What you will do
Return the listing below unchanged, but without pictures.

Data provided
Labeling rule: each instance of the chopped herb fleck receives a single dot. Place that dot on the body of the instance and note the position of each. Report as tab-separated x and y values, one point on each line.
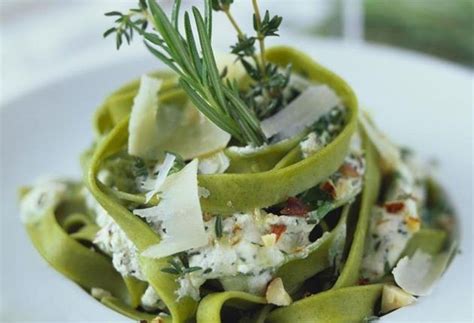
218	226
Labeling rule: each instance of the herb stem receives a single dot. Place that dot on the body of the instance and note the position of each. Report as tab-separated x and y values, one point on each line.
260	37
233	22
240	34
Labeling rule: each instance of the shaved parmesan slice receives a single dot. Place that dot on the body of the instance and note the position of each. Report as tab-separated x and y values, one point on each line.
162	174
388	151
142	127
307	108
276	293
178	213
214	164
394	298
178	127
186	131
235	69
418	274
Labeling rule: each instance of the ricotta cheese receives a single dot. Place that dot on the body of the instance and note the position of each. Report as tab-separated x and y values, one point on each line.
247	254
178	216
113	241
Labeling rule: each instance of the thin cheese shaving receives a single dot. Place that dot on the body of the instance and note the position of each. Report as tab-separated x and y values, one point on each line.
418	275
307	108
162	174
388	151
178	213
142	127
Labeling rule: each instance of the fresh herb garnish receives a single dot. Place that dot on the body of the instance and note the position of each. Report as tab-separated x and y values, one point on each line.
218	226
266	94
179	267
196	66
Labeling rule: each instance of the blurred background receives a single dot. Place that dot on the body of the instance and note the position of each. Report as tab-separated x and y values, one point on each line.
43	39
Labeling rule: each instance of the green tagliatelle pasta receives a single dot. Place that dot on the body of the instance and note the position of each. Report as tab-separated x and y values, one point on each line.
313	214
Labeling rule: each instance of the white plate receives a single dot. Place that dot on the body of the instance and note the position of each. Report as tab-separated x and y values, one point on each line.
419	101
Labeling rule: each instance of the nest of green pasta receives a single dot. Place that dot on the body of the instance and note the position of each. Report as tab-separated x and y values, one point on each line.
316	216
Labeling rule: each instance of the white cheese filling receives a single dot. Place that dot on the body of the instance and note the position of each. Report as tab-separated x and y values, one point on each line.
393	224
240	259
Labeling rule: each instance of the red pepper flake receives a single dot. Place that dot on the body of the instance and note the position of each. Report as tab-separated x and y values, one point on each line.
363	281
278	230
329	188
295	206
394	207
348	170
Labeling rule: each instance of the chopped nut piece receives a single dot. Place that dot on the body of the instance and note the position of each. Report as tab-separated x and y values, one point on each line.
413	224
295	206
278	230
276	293
394	207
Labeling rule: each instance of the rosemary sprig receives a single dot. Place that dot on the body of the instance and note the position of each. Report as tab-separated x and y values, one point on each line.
195	65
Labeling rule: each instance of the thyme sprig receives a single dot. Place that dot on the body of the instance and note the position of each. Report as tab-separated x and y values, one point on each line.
196	66
266	94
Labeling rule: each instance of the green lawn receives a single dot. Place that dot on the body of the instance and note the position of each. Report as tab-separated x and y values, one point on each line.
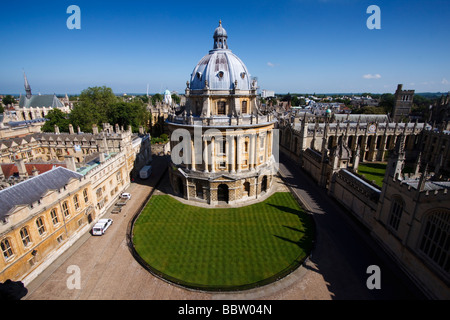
373	171
223	248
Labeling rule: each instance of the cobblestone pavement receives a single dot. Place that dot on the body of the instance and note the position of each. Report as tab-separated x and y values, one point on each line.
109	272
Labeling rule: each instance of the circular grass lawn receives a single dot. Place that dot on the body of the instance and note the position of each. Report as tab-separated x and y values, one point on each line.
223	249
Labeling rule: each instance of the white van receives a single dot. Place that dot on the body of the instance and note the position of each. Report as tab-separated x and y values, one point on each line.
101	226
145	172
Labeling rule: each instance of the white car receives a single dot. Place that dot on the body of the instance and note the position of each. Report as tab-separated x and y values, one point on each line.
101	226
125	195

Written answer
Labeling rule: each instance of the chopped herb fleck receives a single dot. Place that dot on the body of the instance and note the position of each. Report as tab-separated x and y values, one point on each line.
218	226
Labeling rule: each instance of the herb stem receives a single dot. Place that dot on the body of the instance and note the position of each. Report as tab-separated x and y values, one point on each line.
260	37
233	22
240	34
Labeling rule: each instance of the shaved parmesan slice receives a single dot. Place that dot on the body of the instance and note the position of each. Report as tab-separated x and y values, one point on each line.
162	174
388	151
142	127
307	108
276	293
178	213
214	164
394	298
178	127
186	131
235	69
418	274
Labeling rule: each instance of the ricotta cheese receives a single dot. Place that dot on the body of the instance and note the position of each. Report as tab-separated x and y values, one point on each line.
247	254
178	216
113	241
Labeling rule: each instance of the thin cheese shaving receives a single dot. Place that dot on the body of the instance and note the position of each. Report as tab-separated x and y values, one point on each line.
418	275
307	108
162	174
388	151
178	213
142	127
Labeling rule: each instance of the fresh herb garnish receives a single dot. Place that dot on the body of the instance and note the position of each. Report as tab-separated x and y values, one point on each line.
218	226
266	94
179	267
196	66
Labeling rule: each instance of the blurred background receives a single dot. Place that dot on the body of the instance and note the position of each. Report as tab-separated x and y values, one point on each line.
43	39
Labeling rule: each instance of the green tagliatelle pasta receives a single dot. Place that dot on the body of the instance and note the position of each. Report as tab-separated x and y values, one point on each line.
313	214
Labeling rule: each instance of the white plate receives a single dot. Place that dot on the body of the instance and note the position of each. Report as tab-separated x and y values, one point on each line.
419	101
Labeling rule: each instance of the nest of green pasta receives a single dot. Place that dot on the body of the instance and note the position of each. Report as tab-separated x and y values, one point on each line.
316	216
Labeling rule: each instance of the white cheese filling receives a single dot. Place that dot on the body of the instance and note the position of each. Report as tab-separated x and y values, one point on each line.
393	224
240	259
Labeling rule: each instance of the red pepper flake receives a single dot. Place that dot on the body of the instance and note the position of each. Report as tab-separated x and y values, one point on each line.
363	281
278	230
329	188
295	206
394	207
348	170
Labeling rule: each instance of the chopped nut piece receives a single dot. Place that dot on the body of the instance and note the position of each. Report as tab-separated x and y values, one point on each line.
413	224
295	206
278	230
276	293
394	207
Labeling rule: each instance of the rosemary sprig receives a single dot. Place that dot on the body of the instance and note the position of each. Report as tab-separated x and y values, one point on each line.
195	65
Labeling rule: each instance of the thyme sprig receives a single dot. Place that dot on the body of the instance and note the position of each. Report as tab-separated x and y values, one point on each line.
196	66
266	94
Labeling rule: each instance of the green lawn receives a single dot. Place that dot on the body of the instance and note the position of each. Report as tab-separated x and y values, one point on each line.
373	171
223	248
Labeling rule: each instance of the cobblestone pavement receives a single dot. Place that dot on the body of the instance and note the position of each. Report as tab-separated x and y values, one point on each line.
109	272
Labeling rule: each instance of the circular grass lawn receives a single dot. Place that dot on the body of the instance and note the position of each. Report as tab-separated x and y values, one point on each line.
223	249
Labeling rule: each instance of the white van receives a single dot. Place that dot on the body of the instance and note the position of each. Report as tab-separated x and y values, one point on each line.
101	226
145	172
Labeling rule: each instance of the white car receives a single dot. Place that dot on the body of the instance and note the position of each. Report as tab-separated x and y values, one point on each line.
101	226
125	195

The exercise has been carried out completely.